:: Exercise instructions ::
Please copy the data shown below, word for word.

Provided data section start

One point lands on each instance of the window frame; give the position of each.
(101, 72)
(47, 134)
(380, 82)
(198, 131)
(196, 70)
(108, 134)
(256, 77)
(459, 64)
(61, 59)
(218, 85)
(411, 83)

Provided data section end

:: Worked solution ::
One point lands on each instance of the window frame; give the position of each.
(101, 72)
(47, 134)
(380, 82)
(198, 131)
(196, 70)
(108, 134)
(256, 77)
(459, 64)
(61, 59)
(218, 85)
(411, 83)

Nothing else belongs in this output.